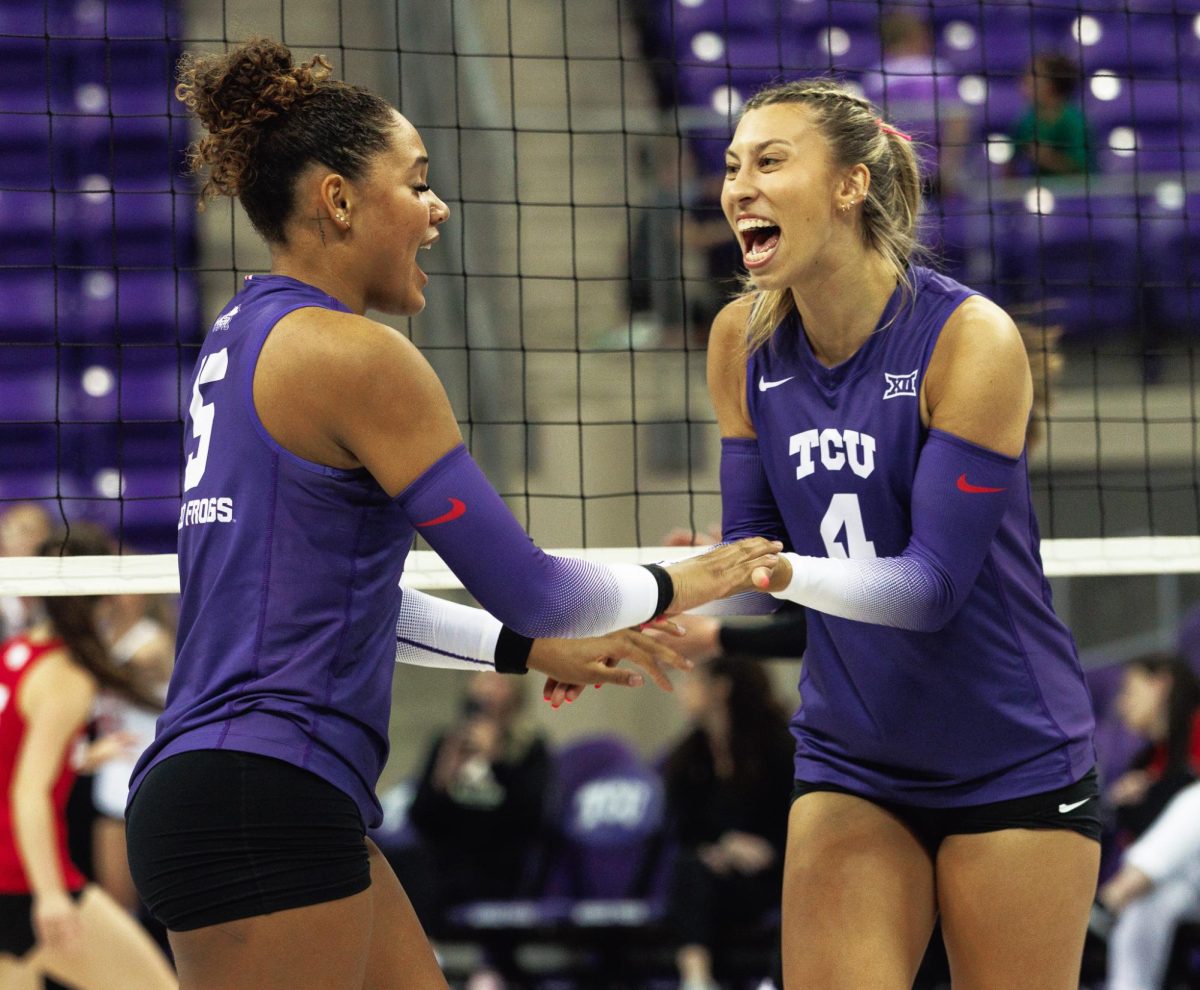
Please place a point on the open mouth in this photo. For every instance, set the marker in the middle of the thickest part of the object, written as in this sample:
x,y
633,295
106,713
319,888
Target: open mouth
x,y
760,238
------------------------------------------------------------
Format every line of the rows above as a numbered list, skipping any blank lines. Leave the pictures out.

1. Please place a point on the open mouth in this photo. For every instance, set the marker in the middle of the thickest part of the object, written as in this sample:
2. x,y
3. 633,295
4. 106,713
5. 319,888
6. Target: open mouth
7. x,y
8. 760,238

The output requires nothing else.